- About this exercise
The full data, repeated exactly, is the only answer needed.
##### Records provided
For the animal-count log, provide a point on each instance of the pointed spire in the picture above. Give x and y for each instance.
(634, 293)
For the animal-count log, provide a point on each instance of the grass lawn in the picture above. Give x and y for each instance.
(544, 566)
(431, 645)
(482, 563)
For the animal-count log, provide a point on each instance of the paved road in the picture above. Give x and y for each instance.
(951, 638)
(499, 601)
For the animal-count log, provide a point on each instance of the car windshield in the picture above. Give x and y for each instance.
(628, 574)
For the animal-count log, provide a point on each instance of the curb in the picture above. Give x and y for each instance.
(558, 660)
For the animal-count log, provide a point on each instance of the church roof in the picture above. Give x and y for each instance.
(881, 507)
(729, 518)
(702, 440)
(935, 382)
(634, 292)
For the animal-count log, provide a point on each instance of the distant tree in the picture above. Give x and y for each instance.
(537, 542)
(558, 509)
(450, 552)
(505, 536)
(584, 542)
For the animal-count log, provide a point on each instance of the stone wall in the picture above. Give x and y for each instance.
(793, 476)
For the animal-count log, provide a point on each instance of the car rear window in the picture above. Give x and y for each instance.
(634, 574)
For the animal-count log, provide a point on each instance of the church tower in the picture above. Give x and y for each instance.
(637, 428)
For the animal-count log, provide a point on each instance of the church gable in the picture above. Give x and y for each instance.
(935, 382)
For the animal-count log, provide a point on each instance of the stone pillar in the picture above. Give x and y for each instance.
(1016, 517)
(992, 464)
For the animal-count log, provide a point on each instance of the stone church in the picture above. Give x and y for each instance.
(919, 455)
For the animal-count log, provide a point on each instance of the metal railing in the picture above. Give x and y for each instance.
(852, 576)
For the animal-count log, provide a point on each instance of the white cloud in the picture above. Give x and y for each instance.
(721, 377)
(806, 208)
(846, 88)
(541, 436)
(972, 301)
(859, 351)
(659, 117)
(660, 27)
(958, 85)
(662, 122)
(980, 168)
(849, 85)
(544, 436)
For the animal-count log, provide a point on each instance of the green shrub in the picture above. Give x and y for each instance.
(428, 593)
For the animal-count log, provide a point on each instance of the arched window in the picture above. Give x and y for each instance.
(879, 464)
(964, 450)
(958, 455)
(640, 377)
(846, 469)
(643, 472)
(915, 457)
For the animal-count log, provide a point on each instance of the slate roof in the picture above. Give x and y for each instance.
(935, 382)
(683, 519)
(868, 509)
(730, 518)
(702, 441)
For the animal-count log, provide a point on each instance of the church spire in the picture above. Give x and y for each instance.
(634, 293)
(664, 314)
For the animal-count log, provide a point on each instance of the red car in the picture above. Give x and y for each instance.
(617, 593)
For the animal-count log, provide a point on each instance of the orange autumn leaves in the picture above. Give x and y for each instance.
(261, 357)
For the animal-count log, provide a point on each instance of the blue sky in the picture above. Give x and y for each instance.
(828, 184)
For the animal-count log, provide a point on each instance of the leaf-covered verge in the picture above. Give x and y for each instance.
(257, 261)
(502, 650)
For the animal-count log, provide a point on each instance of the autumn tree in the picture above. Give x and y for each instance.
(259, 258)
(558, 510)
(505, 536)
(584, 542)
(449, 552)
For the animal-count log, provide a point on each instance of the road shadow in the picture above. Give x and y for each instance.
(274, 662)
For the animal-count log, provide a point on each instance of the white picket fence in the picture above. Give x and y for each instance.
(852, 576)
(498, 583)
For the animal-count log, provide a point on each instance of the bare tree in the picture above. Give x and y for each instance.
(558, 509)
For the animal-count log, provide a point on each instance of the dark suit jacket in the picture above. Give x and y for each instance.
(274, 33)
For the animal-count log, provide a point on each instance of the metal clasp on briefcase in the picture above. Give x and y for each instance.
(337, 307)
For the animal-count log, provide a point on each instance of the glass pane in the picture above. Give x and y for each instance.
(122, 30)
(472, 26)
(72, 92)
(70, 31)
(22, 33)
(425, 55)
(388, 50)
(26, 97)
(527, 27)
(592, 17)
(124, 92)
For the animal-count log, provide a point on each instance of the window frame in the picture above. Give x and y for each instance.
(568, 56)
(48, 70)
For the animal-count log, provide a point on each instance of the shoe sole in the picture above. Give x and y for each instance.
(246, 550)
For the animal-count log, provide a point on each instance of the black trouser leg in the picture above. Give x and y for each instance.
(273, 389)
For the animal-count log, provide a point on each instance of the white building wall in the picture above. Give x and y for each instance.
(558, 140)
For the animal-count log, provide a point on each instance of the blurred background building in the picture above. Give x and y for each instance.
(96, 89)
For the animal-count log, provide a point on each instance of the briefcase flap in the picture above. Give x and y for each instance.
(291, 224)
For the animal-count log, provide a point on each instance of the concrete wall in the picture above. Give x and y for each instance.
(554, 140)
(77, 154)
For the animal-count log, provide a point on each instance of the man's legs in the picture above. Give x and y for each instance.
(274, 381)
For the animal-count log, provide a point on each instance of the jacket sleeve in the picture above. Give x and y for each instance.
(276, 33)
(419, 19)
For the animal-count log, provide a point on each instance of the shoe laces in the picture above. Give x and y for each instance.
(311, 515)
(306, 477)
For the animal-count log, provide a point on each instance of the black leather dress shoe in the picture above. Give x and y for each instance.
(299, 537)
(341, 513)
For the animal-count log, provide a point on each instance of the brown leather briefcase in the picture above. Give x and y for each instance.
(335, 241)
##########
- Exercise output
For the animal-count log, provide a point on each instance of the pointed spire in the picture above. Give x and y for each instance.
(634, 293)
For the animal-count log, provide a point on each instance of the grass lawn in the picture above. Give x and y for each instance.
(544, 566)
(431, 645)
(482, 563)
For the animal-count log, provide a point on each instance of the paved road in the picture above. Give x and y for each instance.
(951, 638)
(499, 601)
For the animal-count log, provide a point on each instance of the car windshield in the picture above. Give x and y for each instance.
(628, 574)
For the animal-count log, provide a point on each instance of the curb in the picture above. Give x and y for each instance.
(558, 660)
For the animal-count log, provide a point on each instance of the church roof in the picture above. Give x and y for each instance.
(881, 507)
(729, 518)
(702, 440)
(935, 382)
(634, 292)
For the animal-count log, provide a point on each instance of the distant tree in the picture above. Give x and y for each instance.
(537, 542)
(558, 509)
(450, 552)
(505, 536)
(584, 542)
For the animal-count log, provide a point on each instance of the stone wall in the picture above. Give x and y for each instance.
(793, 476)
For the animal-count log, provide a point on each instance of the car rear window in the picture above. Give x and y for each instance.
(634, 574)
For the animal-count log, provide a point on each instance of the church tower in the picture above. Give x and y for each instance.
(637, 428)
For the animal-count log, provide a point on each instance of the church gable in the picture above. Give x and y for each instance.
(935, 382)
For the animal-count log, provide a point on each instance of the stone pillar in the picture above. Give x and y for each instance.
(1016, 517)
(992, 464)
For the animal-count log, provide a point on each instance of the stone church in the picture above. Give x and y for each instance.
(919, 455)
For the animal-count log, provide a point on each instance of the metal railing in the picture above. Give x and y for each instance.
(852, 576)
For the animal-count log, provide a point on each instance of the white cloud in the picture above. Give x and y for each instance.
(721, 377)
(806, 208)
(846, 88)
(541, 436)
(972, 301)
(859, 351)
(659, 117)
(660, 27)
(958, 85)
(662, 122)
(980, 168)
(849, 85)
(544, 436)
For the animal-count log, provide a point on each instance of the green shrub in the picture above. Give x and y for each instance.
(428, 593)
For the animal-count log, provide a point on each instance of the arched window in the picture above. Give x and y for each instance.
(879, 464)
(964, 450)
(958, 455)
(640, 377)
(846, 469)
(643, 472)
(915, 457)
For the animal-count log, provide a point on each instance of the slate roof in the picture above. Give x and y for each instance.
(935, 382)
(683, 519)
(868, 509)
(730, 518)
(702, 441)
For the animal-count log, provide a point on each instance of the church spire in the picture above. Give x and y for each instance.
(634, 293)
(664, 314)
For the animal-count log, provide a point on each instance of the red car in the picture above. Give x and y for each instance.
(617, 593)
For the animal-count log, provide a point on each instance of the orange autumn leaves in the picture above. Give x and y for each instance.
(261, 357)
For the animal-count log, provide a point on each instance of the blue sky in the picture above. Give x and y for each instance.
(828, 184)
For the animal-count log, provide a point on each instance of the leaf-covered verge in the picture above. Give x and y for each instance.
(257, 261)
(502, 650)
For the animal-count log, provide a point on each instance of the autumn tree in the picture above. Give x and y for each instance.
(259, 258)
(558, 510)
(505, 536)
(584, 542)
(449, 552)
For the animal-count log, provide a point on each instance of the road shadow in the picture above. Give x and y for each instance.
(274, 662)
For the animal-count log, provide a point on each instance of the white picket fence in the picture above. Give x and y for each instance.
(852, 576)
(498, 583)
For the animal-count log, provide a point on each instance of the bare tree in the picture above. Give x and y for each instance.
(558, 509)
For the animal-count log, provide a point on each instance of the dark suit jacket in the picture above. Give x and y for each instance.
(274, 33)
For the animal-count log, provide a point on each instance of the metal clasp on briefcase in the picture above. Give x and y for each instance.
(337, 307)
For the animal-count log, provide a point on each instance of the glass pane in the picture above. Give x and y for each instance.
(122, 30)
(472, 26)
(72, 92)
(70, 31)
(22, 33)
(425, 55)
(388, 50)
(26, 97)
(527, 27)
(592, 17)
(124, 92)
For the animal-count log, provide a point on each instance of the window frame in the picture above. Give x and y for each instance.
(568, 56)
(48, 70)
For the animal-count log, provide a point on each instance of the shoe sole in the picture above. Give x and y for each instance.
(246, 550)
For the animal-count log, provide a point on each instance of the black trouser leg in the picture above. Give x and y for each instance.
(273, 389)
For the animal-count log, provide a point on each instance of the white building wall in the picture above. Give x and y for each instance.
(558, 140)
For the animal-count log, provide a point on each instance of the blurred background building in the picture above. Give x and y for each instance.
(96, 89)
For the animal-count log, provide a point on each instance of the briefcase flap in the picture above. Give x and y for each instance.
(291, 224)
For the animal-count log, provide a point on each instance of the concrete wall in the picture above. Give x and y for each instance.
(554, 140)
(77, 154)
For the animal-count log, provide a point on each instance of the man's legs in the picture above. Give x and y for each instance.
(274, 381)
For the animal-count log, provide a point on each instance of the jacket sleeve in the picture above. Give x and y for each instance.
(276, 33)
(419, 19)
For the animal-count log, provide a point on each instance of the shoe laces in the picture above. Give x and y for each instance.
(311, 515)
(306, 477)
For the animal-count log, provide a point on each instance of the black leather dress shoe in the picture above. Give x and y for each instance.
(299, 537)
(341, 513)
For the animal-count log, provide a point on each instance of the brown leather briefcase in the picture above. Give x and y for each instance.
(335, 241)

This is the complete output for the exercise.